| TASK BRIEF |
Every line of the data below that holds the string "liquid" needs to be reported.
*** RECORDS TO PROCESS Section Begins ***
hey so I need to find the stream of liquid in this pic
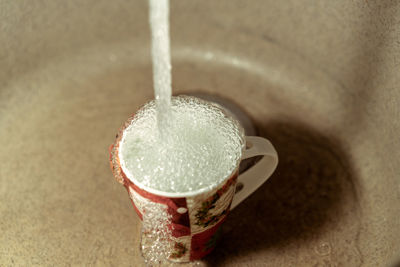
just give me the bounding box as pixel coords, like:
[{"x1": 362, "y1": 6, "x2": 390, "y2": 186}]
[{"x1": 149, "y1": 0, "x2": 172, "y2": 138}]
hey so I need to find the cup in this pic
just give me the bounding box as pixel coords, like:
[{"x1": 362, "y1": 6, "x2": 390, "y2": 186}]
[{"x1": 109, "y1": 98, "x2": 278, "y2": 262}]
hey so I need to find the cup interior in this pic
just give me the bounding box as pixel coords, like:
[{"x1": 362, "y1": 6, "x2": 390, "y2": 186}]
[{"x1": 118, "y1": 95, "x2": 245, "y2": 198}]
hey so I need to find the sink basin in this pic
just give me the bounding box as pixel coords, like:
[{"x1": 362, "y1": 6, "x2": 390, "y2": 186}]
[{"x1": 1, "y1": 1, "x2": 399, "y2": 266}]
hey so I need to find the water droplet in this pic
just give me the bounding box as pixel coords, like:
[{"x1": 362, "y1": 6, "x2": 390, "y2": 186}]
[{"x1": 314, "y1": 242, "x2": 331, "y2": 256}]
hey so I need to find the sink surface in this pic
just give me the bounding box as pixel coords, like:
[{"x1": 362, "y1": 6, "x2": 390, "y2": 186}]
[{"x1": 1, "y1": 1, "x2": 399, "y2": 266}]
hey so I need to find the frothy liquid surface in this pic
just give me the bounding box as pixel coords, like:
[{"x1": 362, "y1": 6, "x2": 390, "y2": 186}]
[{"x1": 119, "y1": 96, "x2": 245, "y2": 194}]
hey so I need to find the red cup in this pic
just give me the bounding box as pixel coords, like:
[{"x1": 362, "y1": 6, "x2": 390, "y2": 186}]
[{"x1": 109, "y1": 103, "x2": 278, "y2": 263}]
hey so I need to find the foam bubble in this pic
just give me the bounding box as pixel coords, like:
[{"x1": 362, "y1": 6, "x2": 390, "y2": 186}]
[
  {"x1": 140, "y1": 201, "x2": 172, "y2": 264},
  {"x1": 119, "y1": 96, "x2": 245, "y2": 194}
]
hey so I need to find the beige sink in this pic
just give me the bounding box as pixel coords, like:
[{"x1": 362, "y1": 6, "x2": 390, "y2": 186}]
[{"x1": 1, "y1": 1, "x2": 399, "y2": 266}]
*** RECORDS TO PROCESS Section Ends ***
*** RECORDS TO PROCESS Section Begins ***
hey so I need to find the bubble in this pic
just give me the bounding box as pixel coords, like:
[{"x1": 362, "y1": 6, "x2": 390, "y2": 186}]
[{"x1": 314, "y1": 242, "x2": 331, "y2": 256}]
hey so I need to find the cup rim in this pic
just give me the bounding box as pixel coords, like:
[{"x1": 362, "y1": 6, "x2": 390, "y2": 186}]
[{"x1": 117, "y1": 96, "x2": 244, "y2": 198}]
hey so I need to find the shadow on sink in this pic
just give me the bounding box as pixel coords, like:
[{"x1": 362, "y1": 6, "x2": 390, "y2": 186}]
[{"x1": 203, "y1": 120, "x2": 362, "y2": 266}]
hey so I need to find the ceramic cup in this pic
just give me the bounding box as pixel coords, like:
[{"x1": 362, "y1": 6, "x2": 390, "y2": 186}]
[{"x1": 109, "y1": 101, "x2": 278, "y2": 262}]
*** RECORDS TO PROCESS Section Ends ***
| RESULT |
hey so I need to find the stream of liquid in this pic
hey so I need to find the frothy liquid surface in this pic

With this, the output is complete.